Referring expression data
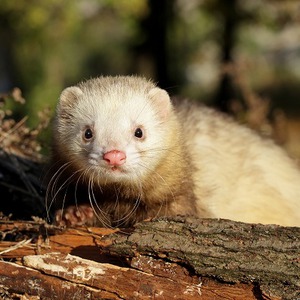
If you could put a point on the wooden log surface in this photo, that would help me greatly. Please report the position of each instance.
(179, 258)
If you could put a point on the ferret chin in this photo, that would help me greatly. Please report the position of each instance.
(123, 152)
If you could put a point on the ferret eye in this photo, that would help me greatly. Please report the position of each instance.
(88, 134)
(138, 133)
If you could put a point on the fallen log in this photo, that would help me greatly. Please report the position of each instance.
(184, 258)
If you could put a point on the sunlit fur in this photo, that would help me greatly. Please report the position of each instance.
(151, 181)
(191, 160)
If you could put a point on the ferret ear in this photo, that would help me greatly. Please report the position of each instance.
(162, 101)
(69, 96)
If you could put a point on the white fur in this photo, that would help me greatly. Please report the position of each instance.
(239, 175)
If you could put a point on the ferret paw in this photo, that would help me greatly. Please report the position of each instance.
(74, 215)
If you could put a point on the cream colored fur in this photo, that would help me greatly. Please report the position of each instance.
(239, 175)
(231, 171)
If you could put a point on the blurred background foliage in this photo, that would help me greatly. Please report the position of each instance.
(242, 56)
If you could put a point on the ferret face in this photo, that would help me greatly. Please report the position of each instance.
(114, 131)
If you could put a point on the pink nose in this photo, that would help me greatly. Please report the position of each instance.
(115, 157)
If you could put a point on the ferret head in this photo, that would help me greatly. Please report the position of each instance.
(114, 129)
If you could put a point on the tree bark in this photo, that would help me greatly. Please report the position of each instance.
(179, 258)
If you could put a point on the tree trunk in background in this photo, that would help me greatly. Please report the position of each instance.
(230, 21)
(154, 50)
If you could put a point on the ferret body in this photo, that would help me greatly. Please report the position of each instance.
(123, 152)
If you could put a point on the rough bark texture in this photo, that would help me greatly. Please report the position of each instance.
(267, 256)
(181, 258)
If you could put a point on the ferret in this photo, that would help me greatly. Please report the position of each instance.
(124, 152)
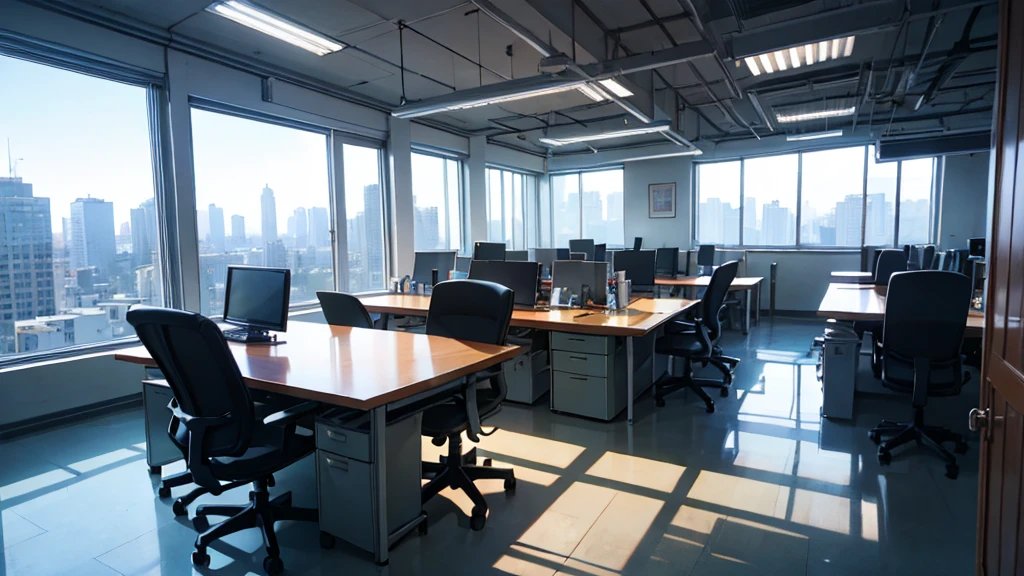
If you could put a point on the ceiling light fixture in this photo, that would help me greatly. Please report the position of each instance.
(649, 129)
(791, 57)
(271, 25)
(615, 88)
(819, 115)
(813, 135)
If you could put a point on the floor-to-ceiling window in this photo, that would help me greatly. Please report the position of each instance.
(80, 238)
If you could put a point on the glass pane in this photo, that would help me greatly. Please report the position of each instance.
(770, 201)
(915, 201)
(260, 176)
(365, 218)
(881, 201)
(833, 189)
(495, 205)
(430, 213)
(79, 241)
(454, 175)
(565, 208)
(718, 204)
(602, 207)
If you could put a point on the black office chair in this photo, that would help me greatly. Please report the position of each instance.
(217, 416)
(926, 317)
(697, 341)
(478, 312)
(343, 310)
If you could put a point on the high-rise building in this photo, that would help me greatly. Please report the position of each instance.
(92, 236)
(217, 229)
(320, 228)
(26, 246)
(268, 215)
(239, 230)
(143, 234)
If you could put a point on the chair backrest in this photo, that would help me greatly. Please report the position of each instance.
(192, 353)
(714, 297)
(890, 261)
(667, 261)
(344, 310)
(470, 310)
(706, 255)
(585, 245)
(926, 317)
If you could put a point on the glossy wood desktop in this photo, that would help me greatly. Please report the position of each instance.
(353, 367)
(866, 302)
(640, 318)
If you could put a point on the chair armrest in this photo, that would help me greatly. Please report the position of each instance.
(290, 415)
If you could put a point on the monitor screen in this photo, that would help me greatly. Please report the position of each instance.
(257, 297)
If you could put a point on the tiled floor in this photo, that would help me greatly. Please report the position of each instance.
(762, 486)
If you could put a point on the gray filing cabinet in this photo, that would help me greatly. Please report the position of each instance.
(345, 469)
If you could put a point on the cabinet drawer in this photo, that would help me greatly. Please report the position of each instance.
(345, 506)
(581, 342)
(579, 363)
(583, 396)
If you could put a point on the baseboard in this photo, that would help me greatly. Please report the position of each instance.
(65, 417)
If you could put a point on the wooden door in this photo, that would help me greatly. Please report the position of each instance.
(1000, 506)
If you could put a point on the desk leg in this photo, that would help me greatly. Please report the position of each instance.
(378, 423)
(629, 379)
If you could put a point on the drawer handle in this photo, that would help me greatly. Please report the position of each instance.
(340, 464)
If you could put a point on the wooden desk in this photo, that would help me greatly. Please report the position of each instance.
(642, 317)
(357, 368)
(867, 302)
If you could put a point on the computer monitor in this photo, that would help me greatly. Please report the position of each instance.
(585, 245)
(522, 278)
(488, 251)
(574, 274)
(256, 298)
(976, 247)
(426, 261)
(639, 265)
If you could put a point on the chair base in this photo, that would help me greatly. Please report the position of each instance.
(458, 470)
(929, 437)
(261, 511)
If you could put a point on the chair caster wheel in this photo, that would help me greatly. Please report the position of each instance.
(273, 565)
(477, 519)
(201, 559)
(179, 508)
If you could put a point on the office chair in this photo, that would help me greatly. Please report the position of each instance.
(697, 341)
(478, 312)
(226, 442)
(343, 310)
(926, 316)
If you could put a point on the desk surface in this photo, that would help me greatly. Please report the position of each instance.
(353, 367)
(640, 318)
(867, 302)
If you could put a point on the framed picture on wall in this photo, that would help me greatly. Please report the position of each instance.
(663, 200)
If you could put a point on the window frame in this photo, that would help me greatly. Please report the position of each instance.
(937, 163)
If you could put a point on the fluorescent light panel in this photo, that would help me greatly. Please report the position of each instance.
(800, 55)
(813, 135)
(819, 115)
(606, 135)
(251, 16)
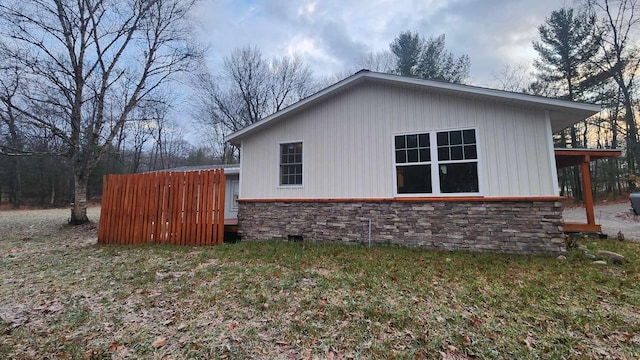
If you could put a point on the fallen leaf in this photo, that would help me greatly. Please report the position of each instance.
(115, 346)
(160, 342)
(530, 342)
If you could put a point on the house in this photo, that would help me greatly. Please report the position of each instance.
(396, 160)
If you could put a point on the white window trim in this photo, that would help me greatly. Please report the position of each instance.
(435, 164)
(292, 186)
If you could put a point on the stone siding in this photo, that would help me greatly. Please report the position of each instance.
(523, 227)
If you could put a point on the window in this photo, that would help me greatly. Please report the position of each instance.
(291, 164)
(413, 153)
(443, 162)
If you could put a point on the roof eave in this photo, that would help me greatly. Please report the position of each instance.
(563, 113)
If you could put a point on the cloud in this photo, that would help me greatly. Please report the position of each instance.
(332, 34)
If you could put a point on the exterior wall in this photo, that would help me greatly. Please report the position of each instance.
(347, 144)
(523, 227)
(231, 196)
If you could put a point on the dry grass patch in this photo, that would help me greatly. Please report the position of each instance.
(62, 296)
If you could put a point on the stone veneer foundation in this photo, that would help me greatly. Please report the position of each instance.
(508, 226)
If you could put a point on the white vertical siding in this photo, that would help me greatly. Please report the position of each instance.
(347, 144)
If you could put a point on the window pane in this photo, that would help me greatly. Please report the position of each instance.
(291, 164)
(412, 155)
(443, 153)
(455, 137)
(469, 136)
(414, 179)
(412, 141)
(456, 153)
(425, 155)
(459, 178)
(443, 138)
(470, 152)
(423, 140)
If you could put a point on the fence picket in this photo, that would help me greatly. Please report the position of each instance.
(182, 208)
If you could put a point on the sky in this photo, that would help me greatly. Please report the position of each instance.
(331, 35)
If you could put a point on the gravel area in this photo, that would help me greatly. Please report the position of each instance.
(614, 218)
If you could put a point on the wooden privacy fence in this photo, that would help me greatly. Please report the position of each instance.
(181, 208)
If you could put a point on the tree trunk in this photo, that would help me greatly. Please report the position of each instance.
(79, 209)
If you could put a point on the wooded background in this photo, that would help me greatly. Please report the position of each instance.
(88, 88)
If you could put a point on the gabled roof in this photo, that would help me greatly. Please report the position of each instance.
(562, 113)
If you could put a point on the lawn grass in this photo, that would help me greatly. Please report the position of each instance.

• **EXERCISE DESCRIPTION**: Write out each entry exactly; any pictures stay out of the copy.

• **WRITTEN ANSWER**:
If you could put a point on the wooden log surface in this photo, that would help me greatly. Please report the position of each instance.
(179, 258)
If you could put a point on the ferret chin in this photo, that would help me greatly. Please report the position of each instance.
(123, 152)
If you could put a point on the ferret eye in this photo, that would help me greatly. Please report the position of each instance.
(88, 134)
(138, 133)
If you could put a point on the fallen log in this photo, that would help me greatly. Please report the position of each instance.
(184, 258)
If you could put a point on the sunlit fur in this photo, that would help me greatly. Please report the position of each instance.
(151, 181)
(191, 160)
If you could put a point on the ferret ear in this photo, that would help me greatly. Please report the position of each instance.
(162, 101)
(69, 96)
If you could put a point on the white fur in this photo, that would help me greatly. Please report the position of each instance.
(239, 175)
If you could put a point on the ferret paw in this photo, that would help me greatly. Please report the position of each instance.
(74, 215)
If you could put a point on the cream colored fur in this photo, that would help me greatly. Please report the position of each instance.
(239, 175)
(231, 171)
If you could put a point on the blurred background foliage in this photo, that would help me greatly. Please report the position of each instance.
(242, 56)
If you could put a point on the ferret face in this photo, that would help me greatly. Please report the position of each instance.
(114, 131)
If you could put a point on the pink nose in this photo, that would help me greatly. Please report the position of each instance.
(115, 157)
If you could put a point on the ferret head in this photo, that would help me greatly. Please report the position of each instance.
(114, 129)
If you could put a point on the tree bark in this photo, that would help me greatly. Please report the position of each instance.
(179, 258)
If you could put a point on the tree trunk in background in this photo, that would help me greatly. Please report the position of each instance.
(230, 21)
(154, 50)
If you could put a point on the ferret body in this photo, that would help me greatly. Please report the position of each instance.
(123, 152)
If you could put a point on the rough bark texture in this photo, that would help me greatly. Please report the position of each instance.
(267, 256)
(181, 258)
If you could put a point on the ferret in this photo, that would help me greatly. Please report the position of each instance.
(124, 152)
If you could put a point on the ceiling light fixture in this photo, that would help me greatly. Please report the position of each instance.
(649, 129)
(791, 57)
(271, 25)
(615, 88)
(819, 115)
(813, 135)
If you could put a point on the floor-to-ceiling window in this photo, that would help me greatly. Please report the position of each instance.
(80, 238)
If you could put a point on the glass pane in this photo, that would help me greatly. Please report the position of each instance.
(770, 201)
(915, 201)
(260, 176)
(365, 218)
(881, 201)
(833, 189)
(495, 205)
(430, 213)
(79, 241)
(454, 175)
(565, 208)
(718, 204)
(602, 207)
If you could put a point on the black office chair in this photo, that would help me greatly. Please report the position of each instance.
(217, 416)
(926, 317)
(697, 341)
(478, 312)
(343, 310)
If you could put a point on the high-rise building in this photo, that would help me greatly. Please report the position of each instance.
(92, 236)
(217, 229)
(320, 228)
(26, 246)
(268, 215)
(239, 230)
(143, 234)
If you could put a point on the chair backrest in this photo, that would help me greatly. Please report the position of each instance.
(192, 353)
(714, 297)
(890, 261)
(667, 261)
(344, 310)
(470, 310)
(706, 255)
(585, 245)
(926, 317)
If you could put a point on the glossy wood desktop in this photo, that would help me greatly. Please report the position of each instance.
(353, 367)
(866, 302)
(640, 318)
If you could put a point on the chair armrest in this photo, that would help me greatly. Please report the position of each instance.
(290, 415)
If you could put a point on the monitor screen in this photo, that would help me greatly. Please report the position of each instance.
(257, 297)
If you could put a point on the tiled floor in this photo, that would help me greatly. Please report the position of each instance.
(762, 486)
If you could put a point on the gray filing cabinet in this photo, that would help me greatly. Please report the position of each instance.
(345, 469)
If you could put a point on the cabinet drawer in this photo, that would help me greatly. Please report the position of each instance.
(345, 506)
(581, 342)
(579, 363)
(583, 396)
If you could put a point on the baseboard in this photo, that would help me greatly. Please report the position of each instance.
(65, 417)
If you could put a point on the wooden door in this photo, that would help me greatly. Please report the position of each instance.
(1000, 506)
If you could put a point on the desk leg in this photo, that would help me greatly. Please report the position of each instance.
(378, 423)
(629, 379)
If you could put a point on the drawer handle in this photo, that would help me greatly. Please report the position of each instance.
(340, 464)
If you could put a point on the wooden desk in this photo, that would help me greatly. Please report the position of each instance.
(642, 317)
(357, 368)
(867, 302)
If you could put a point on the computer monitor in this photo, that would help me greatly. Please report the position of each instance.
(585, 245)
(522, 278)
(488, 251)
(574, 274)
(256, 298)
(976, 247)
(426, 261)
(639, 265)
If you could put a point on the chair base in this photo, that would help me greatly. Please report the position of each instance.
(458, 470)
(929, 437)
(261, 511)
If you could put a point on the chair caster wheel in this photo, that would help me greatly. Please report the position of each instance.
(273, 565)
(477, 519)
(201, 559)
(179, 508)
If you could put a point on the office chair in this photo, that would help me greatly. Please report the position of each instance.
(697, 341)
(478, 312)
(226, 442)
(343, 310)
(926, 316)
If you could put a point on the desk surface in this photo, that would help me greatly. Please report the position of each instance.
(353, 367)
(640, 318)
(867, 302)
If you could put a point on the framed picture on wall in this photo, that would help me greatly. Please report the position of each instance.
(663, 200)
If you could put a point on the window frame in this photo, that would help me greatly. Please report the position of each instance.
(937, 163)
If you could put a point on the fluorescent light panel in this photo, that would help me greatly. Please report the position of each instance.
(800, 55)
(813, 135)
(819, 115)
(606, 135)
(251, 16)
If you could put a point on the fallen leaf in this photo, that would help me greatly. Please report the position of each instance.
(115, 346)
(160, 342)
(530, 342)
If you could put a point on the house in this photo, that would help me greatly. Please report the position of each instance.
(396, 160)
If you could put a point on the white window trim in this photo, that would help me greatly. Please report the position of each instance.
(435, 164)
(292, 186)
If you could put a point on the stone siding in this photo, that would help me greatly. Please report the position of each instance.
(523, 227)
If you could put a point on the window in this photo, that would help me greatly. Please report the position of each instance.
(291, 164)
(413, 153)
(443, 162)
If you could put a point on the roof eave in this photo, that would help me greatly. Please report the position of each instance.
(563, 113)
If you could put a point on the cloud in this photo, that would help me greatly. Please report the position of each instance.
(332, 34)
If you could put a point on the exterior wall in this photo, that would help me greatly. Please report the position of each instance.
(347, 144)
(523, 227)
(231, 196)
If you could put a point on the dry grass patch in this photo, that would help me greatly. Please report the position of each instance.
(62, 296)
If you could put a point on the stone veneer foundation in this photo, that would help me greatly. Please report the position of each instance.
(508, 226)
If you could put a point on the white vertical siding in this photo, that would help me greatly. Please report the position of each instance.
(347, 144)
If you could put a point on the window pane in this photo, that would help me greatly. Please report the position of each instance.
(291, 164)
(412, 155)
(443, 153)
(455, 137)
(469, 136)
(414, 179)
(412, 141)
(456, 153)
(425, 155)
(459, 178)
(443, 138)
(470, 152)
(423, 140)
If you could put a point on the fence picket in this photo, that would help me greatly. Please report the position of each instance.
(182, 208)
If you could put a point on the sky in this photo, that would help me greatly. Please report the position of each instance.
(331, 35)
If you could put a point on the gravel area in this photo, that would help me greatly. Please report the position of each instance.
(614, 218)
If you could put a point on the wooden privacy fence in this photo, that would help me greatly. Please report the position of each instance.
(181, 208)
If you could put a point on the tree trunk in this photo, that would help me greatly. Please report the position of each instance.
(79, 209)
If you could put a point on the wooded background in this photo, that would help me greatly. Please report the position of each instance.
(88, 88)
If you could put a point on the gabled roof in this photo, that would help me greatly. Please report the position of each instance.
(562, 113)
If you could put a point on the lawn grass in this photo, that would help me greatly. Please report the position of each instance.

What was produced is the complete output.